**Your goal:**
Copy every line from the start of the listing through the line containing "326, 142, 688, 182", both included. Multiply each bounding-box coordinate in the answers by 1.55 and round it to a whole number, rounding halves up, but keep every other line and number unchanged and omit the pictures.

**Data lines:**

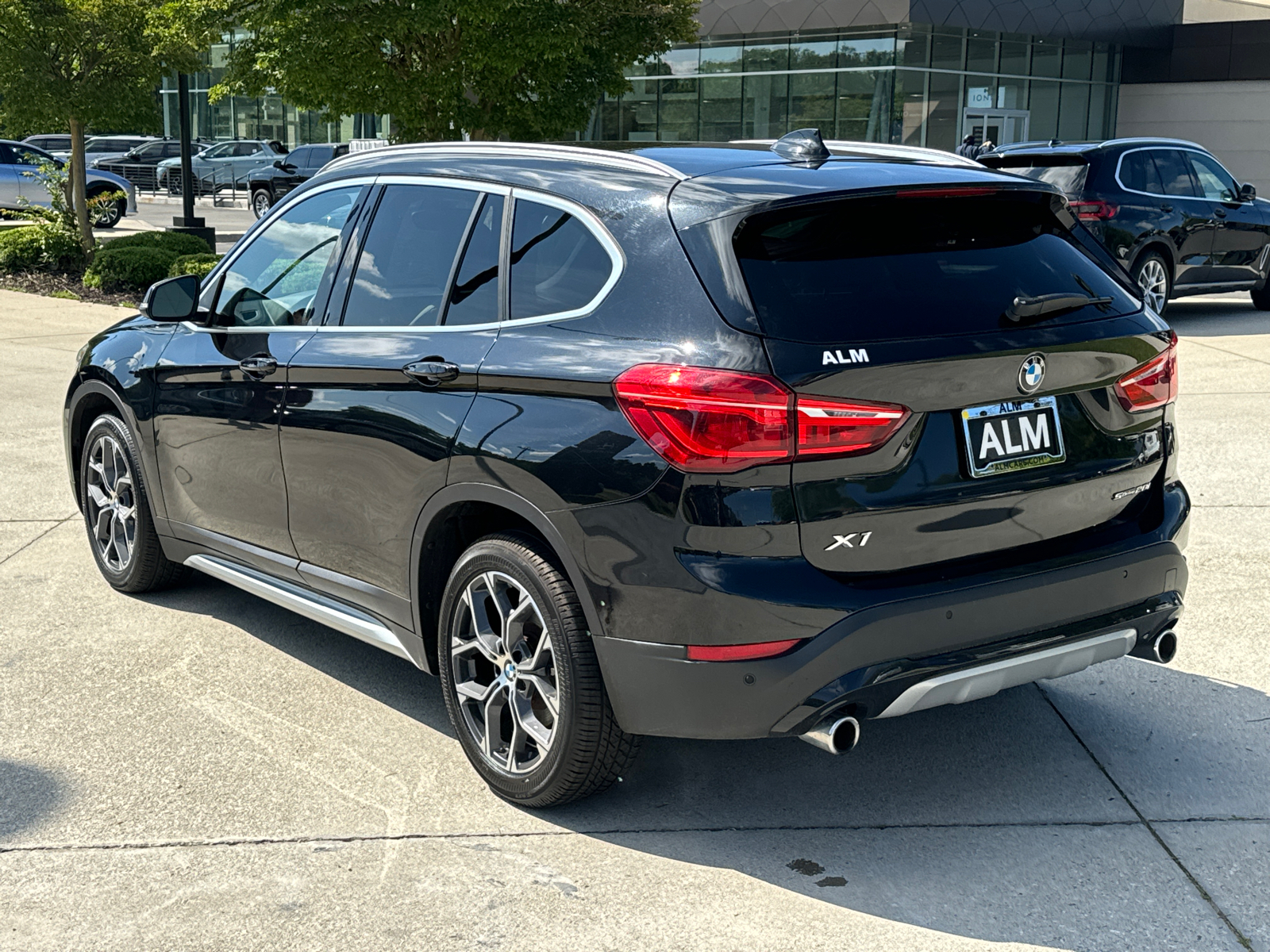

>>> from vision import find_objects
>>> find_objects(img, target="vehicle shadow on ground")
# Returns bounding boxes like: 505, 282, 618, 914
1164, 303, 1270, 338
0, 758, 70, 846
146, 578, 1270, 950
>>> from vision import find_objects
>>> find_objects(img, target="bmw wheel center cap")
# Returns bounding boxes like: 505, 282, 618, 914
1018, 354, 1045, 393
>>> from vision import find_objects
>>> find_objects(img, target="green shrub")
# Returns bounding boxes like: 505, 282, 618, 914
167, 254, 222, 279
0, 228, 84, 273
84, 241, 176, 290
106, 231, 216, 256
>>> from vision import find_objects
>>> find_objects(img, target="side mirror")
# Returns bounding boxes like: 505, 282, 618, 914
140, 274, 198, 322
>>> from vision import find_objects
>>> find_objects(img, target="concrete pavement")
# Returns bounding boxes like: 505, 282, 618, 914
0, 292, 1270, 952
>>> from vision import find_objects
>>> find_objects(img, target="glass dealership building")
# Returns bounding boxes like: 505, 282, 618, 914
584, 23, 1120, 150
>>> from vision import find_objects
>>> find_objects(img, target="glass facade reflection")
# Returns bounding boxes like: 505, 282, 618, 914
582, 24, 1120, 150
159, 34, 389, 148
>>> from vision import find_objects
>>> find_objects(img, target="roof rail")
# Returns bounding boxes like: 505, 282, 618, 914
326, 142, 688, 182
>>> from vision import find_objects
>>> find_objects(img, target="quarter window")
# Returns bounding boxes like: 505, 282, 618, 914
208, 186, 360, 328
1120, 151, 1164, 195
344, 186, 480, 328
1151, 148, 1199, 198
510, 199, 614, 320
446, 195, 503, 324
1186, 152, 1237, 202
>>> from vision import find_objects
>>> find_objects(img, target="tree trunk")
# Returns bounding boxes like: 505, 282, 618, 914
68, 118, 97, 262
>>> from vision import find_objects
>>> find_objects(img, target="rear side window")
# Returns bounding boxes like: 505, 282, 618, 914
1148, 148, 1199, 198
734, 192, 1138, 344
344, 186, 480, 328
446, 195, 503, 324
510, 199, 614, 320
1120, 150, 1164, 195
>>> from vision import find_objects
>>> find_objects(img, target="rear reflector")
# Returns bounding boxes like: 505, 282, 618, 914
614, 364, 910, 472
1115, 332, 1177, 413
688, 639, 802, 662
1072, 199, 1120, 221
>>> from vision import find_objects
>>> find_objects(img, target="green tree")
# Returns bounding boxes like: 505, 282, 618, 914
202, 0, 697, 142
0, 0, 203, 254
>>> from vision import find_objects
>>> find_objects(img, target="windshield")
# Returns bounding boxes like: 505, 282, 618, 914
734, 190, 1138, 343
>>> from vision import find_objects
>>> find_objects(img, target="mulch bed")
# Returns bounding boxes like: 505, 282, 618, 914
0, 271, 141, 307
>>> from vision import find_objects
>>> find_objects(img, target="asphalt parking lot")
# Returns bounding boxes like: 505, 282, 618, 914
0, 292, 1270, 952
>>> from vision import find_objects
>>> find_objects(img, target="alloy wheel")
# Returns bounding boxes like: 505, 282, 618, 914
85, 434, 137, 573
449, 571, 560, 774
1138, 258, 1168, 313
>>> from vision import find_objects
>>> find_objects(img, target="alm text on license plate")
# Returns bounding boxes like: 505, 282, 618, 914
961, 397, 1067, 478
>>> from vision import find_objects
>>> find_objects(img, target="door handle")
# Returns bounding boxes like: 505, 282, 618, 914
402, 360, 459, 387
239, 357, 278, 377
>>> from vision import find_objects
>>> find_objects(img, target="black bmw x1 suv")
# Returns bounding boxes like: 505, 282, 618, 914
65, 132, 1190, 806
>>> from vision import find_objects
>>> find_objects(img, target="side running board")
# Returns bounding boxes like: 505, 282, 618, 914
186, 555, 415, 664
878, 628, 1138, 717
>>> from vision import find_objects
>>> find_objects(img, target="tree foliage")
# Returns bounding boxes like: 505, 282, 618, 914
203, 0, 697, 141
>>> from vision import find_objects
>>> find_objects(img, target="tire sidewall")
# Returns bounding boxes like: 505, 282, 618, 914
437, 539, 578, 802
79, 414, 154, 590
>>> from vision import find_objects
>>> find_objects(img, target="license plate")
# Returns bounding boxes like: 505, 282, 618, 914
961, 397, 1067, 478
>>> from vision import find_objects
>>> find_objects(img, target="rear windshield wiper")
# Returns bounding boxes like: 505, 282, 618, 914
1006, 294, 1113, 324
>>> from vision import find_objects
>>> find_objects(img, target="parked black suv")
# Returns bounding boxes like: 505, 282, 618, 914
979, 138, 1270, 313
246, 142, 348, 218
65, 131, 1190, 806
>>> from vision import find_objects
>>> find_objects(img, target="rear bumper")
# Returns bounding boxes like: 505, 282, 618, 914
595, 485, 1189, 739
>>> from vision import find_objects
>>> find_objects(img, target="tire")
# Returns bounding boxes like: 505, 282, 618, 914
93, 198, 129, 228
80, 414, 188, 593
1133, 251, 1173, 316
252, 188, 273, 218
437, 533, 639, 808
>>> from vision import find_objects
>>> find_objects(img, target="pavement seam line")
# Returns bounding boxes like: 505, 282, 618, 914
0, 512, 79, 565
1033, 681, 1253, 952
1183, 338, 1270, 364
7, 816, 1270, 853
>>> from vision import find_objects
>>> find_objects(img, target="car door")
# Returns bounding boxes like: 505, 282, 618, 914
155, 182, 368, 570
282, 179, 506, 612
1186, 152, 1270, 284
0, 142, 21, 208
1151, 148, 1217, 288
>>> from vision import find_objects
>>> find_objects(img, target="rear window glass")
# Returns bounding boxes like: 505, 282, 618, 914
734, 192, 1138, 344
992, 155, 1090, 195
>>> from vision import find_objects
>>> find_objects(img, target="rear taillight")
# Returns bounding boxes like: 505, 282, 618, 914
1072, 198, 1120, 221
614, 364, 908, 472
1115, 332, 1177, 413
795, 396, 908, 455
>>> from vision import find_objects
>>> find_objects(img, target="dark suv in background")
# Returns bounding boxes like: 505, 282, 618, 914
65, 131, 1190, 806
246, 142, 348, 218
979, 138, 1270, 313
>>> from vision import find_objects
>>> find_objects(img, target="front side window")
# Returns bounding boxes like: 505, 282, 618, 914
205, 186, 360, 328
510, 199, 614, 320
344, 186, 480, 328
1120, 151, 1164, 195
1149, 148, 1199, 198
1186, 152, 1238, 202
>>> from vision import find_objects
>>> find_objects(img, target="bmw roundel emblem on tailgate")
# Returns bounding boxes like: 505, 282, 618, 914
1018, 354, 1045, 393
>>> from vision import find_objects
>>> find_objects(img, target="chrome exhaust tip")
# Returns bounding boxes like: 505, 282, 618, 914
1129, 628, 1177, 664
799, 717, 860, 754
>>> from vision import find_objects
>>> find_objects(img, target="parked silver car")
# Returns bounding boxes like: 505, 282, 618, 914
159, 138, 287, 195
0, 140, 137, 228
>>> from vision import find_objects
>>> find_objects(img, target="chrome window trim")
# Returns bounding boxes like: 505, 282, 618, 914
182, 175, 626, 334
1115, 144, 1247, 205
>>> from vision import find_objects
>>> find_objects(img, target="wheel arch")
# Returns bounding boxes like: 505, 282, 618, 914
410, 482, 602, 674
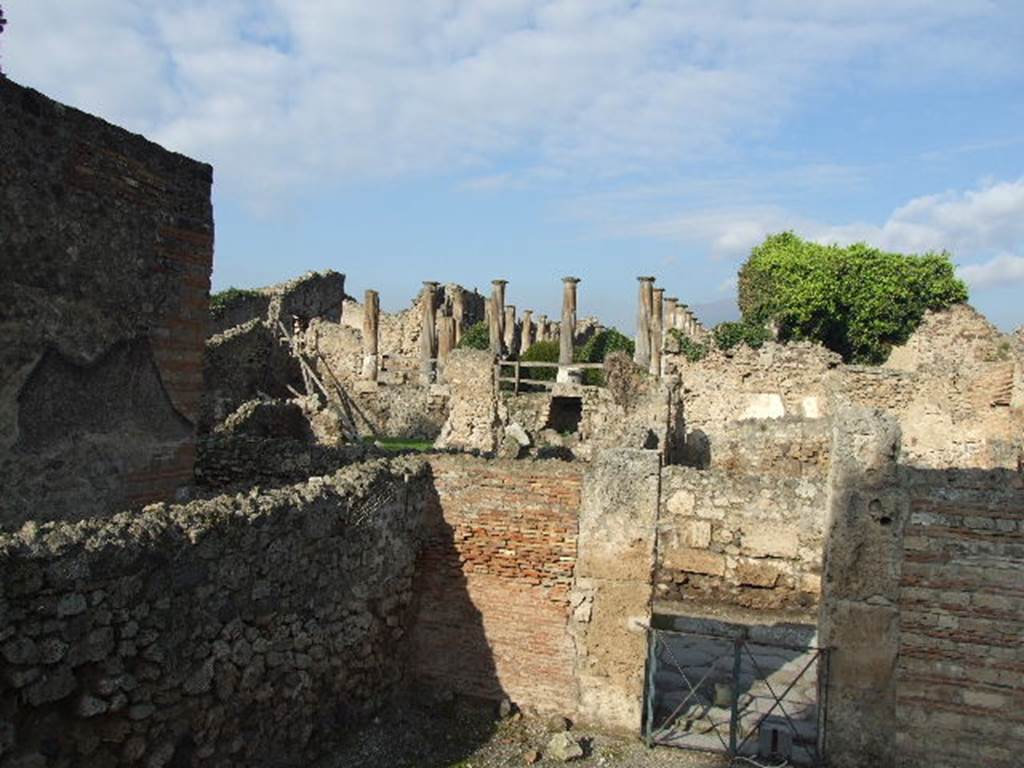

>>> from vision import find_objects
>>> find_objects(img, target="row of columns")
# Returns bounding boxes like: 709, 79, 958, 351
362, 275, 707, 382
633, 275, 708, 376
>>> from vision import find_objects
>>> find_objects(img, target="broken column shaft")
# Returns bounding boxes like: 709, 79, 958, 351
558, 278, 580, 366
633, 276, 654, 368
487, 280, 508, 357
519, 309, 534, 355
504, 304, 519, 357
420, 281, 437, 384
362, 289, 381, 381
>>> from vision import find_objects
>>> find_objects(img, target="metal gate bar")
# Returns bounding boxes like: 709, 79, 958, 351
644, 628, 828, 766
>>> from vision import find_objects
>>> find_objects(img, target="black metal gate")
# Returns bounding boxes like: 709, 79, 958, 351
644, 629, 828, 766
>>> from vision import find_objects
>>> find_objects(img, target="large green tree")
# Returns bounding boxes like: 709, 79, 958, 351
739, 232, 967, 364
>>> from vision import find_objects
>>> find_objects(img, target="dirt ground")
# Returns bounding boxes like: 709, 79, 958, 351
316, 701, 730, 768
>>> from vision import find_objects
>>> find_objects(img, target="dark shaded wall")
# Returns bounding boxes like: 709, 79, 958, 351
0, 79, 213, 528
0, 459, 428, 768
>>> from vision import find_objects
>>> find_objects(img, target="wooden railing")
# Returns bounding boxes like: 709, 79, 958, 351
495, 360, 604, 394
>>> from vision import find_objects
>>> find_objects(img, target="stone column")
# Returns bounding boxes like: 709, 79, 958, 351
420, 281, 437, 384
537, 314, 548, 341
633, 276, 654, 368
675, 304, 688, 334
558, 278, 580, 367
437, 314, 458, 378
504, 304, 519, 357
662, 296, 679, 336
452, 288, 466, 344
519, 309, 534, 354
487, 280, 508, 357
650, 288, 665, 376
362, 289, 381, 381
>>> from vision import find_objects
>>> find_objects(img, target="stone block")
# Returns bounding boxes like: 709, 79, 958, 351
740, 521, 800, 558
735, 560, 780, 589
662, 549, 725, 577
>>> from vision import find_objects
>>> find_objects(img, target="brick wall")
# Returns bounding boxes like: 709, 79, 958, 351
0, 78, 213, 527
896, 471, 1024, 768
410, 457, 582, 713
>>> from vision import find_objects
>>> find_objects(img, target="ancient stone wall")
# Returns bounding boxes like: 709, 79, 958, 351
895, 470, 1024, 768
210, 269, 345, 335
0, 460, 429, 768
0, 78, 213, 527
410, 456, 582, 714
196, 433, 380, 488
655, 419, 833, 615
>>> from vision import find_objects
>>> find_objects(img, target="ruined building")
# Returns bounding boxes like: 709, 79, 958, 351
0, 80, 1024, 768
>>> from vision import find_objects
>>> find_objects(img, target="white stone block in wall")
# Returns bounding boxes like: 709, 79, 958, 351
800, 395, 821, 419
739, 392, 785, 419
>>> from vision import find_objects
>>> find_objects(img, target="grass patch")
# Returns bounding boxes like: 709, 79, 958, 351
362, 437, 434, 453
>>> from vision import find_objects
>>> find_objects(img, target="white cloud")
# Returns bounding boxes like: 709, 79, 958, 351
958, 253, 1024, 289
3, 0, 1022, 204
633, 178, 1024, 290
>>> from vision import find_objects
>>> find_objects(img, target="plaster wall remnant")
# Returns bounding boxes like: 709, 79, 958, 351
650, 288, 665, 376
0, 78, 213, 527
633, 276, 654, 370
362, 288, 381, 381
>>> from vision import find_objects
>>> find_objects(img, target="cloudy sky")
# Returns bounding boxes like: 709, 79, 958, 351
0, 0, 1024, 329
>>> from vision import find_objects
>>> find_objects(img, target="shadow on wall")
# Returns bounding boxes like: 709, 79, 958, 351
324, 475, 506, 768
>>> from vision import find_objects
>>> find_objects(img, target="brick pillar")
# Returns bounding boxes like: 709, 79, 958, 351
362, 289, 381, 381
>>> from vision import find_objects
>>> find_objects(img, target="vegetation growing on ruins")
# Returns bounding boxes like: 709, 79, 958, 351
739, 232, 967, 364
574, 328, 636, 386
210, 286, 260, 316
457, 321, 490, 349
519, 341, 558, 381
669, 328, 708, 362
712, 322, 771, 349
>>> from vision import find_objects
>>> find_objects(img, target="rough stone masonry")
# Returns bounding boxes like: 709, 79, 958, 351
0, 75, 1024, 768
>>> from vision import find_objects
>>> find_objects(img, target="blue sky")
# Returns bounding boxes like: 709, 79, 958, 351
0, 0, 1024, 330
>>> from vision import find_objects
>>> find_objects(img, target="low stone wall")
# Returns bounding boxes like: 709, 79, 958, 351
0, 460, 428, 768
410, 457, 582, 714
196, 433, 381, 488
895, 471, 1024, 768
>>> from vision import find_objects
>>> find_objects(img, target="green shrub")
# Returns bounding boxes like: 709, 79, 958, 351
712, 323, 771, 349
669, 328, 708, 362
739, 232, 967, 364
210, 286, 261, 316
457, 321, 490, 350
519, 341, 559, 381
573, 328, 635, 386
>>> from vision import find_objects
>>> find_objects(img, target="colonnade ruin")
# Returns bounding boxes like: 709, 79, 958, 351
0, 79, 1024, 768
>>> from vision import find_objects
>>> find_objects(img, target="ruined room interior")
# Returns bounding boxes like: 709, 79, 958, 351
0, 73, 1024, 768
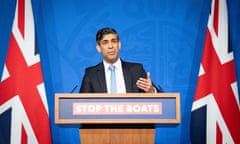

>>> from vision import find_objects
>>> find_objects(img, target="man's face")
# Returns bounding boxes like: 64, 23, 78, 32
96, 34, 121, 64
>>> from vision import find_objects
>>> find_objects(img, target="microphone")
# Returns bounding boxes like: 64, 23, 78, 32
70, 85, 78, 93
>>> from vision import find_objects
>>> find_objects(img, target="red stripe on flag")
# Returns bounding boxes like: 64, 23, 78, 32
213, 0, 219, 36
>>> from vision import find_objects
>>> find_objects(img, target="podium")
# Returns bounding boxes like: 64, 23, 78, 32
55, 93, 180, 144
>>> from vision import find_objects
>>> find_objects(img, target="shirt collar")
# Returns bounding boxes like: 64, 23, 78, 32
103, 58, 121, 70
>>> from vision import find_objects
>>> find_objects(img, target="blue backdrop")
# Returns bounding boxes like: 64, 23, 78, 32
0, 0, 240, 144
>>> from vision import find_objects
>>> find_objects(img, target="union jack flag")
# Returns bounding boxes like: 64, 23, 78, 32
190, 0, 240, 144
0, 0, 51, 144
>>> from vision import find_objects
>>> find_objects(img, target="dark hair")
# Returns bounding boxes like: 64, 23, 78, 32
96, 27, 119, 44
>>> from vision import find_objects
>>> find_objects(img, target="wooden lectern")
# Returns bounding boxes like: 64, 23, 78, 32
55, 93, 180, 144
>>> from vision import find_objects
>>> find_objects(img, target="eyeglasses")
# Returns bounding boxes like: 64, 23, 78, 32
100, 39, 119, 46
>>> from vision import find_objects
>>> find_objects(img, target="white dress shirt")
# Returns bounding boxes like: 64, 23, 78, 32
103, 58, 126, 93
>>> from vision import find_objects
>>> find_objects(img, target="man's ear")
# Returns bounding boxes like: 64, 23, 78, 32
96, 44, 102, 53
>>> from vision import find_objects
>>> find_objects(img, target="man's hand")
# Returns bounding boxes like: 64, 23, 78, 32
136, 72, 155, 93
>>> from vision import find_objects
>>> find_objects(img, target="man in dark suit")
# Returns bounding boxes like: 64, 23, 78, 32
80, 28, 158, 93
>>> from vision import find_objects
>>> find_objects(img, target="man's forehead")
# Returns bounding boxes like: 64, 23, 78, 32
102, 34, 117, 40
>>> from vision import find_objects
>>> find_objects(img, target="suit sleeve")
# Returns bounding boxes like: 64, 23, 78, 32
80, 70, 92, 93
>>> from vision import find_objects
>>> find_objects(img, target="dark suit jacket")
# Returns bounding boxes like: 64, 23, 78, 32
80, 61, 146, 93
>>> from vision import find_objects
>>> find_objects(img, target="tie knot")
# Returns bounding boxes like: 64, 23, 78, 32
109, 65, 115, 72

**Response:**
>>> from vision import find_objects
>>> find_objects(img, target="vehicle shadow on ground")
# Returns bounding boxes like: 505, 282, 618, 914
1804, 470, 1969, 524
0, 1175, 109, 1311
226, 896, 1969, 1473
>>> from vision import find_objects
>>> find_objects(img, target="bmw wheel center cap")
# Returns bounding boxes like: 505, 282, 618, 914
1578, 549, 1620, 609
>>> from vision import find_objects
>>> find_objects(img, target="green shrub")
# Returns bounding boxes like: 505, 282, 618, 914
259, 394, 344, 432
0, 353, 130, 423
130, 374, 273, 450
164, 358, 335, 397
>>> from vision import find_objects
>>> find_objects(img, target="side mirror")
# Returns bounding boxes like: 505, 282, 618, 914
217, 425, 307, 499
>>> from vision import find_objects
>>> find_objects(img, target="concrete pavement")
# Returns bounding boxes like: 505, 282, 618, 914
0, 453, 1969, 1476
>>> from vision import find_objects
>>> find_objects(img, target="glass dealership building")
# Returns bounding boxes like: 505, 282, 618, 914
905, 36, 1736, 233
>>> from vision import find_objects
>>> find_objects(img, target="glass facade reflection")
# Returns bounding boxes like: 505, 282, 618, 914
902, 37, 1736, 233
246, 53, 603, 229
>>> from vision import find_objects
>>> find_objects(img, target="roof rail")
# Returns bounding boxes like: 505, 282, 618, 914
505, 220, 1066, 282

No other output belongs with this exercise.